Task prompt -
Count the lines in the material below that contain the word "green", and give only that number.

Records to use -
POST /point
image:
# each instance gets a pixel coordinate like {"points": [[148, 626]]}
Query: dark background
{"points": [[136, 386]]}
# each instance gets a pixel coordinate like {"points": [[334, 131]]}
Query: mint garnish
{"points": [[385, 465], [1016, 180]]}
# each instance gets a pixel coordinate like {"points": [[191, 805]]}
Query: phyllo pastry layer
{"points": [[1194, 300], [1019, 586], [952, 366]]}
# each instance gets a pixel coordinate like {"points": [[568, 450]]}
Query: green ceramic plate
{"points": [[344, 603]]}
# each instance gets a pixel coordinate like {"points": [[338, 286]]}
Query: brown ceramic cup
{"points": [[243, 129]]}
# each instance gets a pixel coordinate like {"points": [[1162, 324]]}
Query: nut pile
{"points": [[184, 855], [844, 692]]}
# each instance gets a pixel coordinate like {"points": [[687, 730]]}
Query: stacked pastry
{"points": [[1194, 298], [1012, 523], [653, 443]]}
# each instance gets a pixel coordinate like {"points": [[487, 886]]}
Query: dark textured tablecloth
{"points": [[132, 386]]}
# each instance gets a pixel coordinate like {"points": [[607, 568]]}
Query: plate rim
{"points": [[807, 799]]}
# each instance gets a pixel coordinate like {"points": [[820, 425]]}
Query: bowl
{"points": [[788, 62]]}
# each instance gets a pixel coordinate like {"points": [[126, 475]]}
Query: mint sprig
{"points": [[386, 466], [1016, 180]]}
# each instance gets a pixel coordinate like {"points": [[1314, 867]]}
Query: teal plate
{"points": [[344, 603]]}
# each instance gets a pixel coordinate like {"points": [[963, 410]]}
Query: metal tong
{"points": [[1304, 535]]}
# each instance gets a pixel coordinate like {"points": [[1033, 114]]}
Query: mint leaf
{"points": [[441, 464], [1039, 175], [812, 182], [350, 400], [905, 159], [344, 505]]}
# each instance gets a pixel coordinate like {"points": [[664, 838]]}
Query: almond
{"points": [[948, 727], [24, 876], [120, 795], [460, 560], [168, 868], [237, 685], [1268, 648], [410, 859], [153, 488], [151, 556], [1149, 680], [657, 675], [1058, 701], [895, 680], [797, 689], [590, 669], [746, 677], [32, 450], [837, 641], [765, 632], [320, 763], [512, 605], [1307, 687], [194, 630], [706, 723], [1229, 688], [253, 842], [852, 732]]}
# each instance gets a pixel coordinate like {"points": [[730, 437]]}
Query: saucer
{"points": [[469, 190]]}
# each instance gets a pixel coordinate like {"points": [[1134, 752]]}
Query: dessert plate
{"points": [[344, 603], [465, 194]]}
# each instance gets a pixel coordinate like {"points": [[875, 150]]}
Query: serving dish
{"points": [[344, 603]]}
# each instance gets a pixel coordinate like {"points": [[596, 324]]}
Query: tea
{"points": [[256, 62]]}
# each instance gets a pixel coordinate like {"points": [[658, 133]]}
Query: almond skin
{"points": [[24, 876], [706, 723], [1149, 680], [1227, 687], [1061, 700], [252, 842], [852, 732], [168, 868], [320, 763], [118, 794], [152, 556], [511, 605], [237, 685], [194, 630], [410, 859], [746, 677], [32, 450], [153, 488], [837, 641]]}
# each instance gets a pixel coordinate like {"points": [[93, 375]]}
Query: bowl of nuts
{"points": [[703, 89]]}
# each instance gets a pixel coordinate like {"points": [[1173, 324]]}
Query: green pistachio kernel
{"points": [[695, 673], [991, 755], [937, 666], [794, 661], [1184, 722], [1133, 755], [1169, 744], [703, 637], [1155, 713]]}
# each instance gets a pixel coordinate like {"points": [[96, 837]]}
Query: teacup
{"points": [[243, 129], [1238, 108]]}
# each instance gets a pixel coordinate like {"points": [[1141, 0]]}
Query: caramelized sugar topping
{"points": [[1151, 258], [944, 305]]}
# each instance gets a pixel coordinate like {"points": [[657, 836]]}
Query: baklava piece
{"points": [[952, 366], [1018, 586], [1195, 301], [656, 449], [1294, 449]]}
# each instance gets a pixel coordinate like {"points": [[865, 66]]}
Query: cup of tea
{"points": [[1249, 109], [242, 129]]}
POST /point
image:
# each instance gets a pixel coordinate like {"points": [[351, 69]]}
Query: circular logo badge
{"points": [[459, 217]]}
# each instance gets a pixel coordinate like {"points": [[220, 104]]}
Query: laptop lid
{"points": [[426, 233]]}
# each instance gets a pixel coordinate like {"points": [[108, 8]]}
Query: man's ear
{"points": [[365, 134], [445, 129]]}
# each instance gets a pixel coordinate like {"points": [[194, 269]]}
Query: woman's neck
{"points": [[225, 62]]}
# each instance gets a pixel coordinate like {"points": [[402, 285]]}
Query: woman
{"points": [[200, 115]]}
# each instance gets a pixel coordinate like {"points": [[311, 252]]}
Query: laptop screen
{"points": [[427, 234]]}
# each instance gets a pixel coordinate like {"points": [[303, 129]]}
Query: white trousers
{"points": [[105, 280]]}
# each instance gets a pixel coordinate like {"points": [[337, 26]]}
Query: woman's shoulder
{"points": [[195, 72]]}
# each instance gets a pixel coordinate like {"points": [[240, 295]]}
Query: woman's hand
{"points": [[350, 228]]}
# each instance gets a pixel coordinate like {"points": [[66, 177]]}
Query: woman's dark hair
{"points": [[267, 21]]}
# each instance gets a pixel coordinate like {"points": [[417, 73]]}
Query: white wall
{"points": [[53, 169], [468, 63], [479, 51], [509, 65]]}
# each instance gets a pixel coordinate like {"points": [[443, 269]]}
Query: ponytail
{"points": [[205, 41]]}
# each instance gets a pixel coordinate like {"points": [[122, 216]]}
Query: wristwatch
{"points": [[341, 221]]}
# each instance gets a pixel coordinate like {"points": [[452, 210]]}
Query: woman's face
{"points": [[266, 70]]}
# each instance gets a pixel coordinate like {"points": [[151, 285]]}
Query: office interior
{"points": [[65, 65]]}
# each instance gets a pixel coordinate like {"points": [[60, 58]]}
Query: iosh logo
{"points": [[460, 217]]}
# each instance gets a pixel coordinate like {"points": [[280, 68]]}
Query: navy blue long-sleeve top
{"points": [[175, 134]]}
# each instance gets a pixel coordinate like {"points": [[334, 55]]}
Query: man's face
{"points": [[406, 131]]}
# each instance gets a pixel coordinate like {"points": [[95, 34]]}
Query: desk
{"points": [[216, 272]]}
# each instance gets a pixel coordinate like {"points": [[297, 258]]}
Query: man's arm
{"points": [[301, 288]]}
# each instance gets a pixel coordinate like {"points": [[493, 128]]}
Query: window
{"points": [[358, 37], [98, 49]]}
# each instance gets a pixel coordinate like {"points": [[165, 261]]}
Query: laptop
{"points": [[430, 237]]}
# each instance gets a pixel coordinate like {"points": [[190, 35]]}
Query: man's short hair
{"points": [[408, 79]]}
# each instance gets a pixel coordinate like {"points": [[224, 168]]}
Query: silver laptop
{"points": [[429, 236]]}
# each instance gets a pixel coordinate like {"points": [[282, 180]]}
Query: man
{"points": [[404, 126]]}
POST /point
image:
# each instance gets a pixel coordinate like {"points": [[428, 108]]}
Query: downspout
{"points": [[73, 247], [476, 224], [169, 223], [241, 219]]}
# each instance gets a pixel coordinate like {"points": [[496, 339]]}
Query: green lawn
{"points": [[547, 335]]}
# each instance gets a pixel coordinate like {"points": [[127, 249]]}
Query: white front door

Answer for this exercise -
3